-------- Exercise data
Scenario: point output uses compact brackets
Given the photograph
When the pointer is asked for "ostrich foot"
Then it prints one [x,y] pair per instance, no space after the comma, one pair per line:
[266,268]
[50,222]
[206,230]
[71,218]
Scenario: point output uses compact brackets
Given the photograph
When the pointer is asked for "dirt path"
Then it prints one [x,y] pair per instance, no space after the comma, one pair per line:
----------------
-------- Exercise data
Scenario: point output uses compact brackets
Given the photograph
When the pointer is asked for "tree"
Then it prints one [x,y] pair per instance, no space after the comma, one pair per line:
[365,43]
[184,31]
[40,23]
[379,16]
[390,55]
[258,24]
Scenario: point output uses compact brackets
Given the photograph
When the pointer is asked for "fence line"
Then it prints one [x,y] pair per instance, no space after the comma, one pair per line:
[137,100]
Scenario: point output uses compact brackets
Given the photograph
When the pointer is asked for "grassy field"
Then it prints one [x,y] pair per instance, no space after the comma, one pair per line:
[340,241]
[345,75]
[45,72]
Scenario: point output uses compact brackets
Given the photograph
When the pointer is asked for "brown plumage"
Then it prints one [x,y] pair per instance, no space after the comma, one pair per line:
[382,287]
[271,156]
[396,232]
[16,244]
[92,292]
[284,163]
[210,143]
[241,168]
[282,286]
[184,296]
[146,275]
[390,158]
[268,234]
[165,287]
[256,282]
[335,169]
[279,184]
----------------
*Directions for this task*
Wherever a line holds the word "When", copy that line out of the entries above.

*Answer space*
When the pointer is asked for "ostrich foot"
When the pointer is asked for "dirt path"
When the pointer is asked for "tree"
When the pointer is asked for "fence line"
When the pointer is asked for "grassy field"
When the pointer is asked for "brown plumage"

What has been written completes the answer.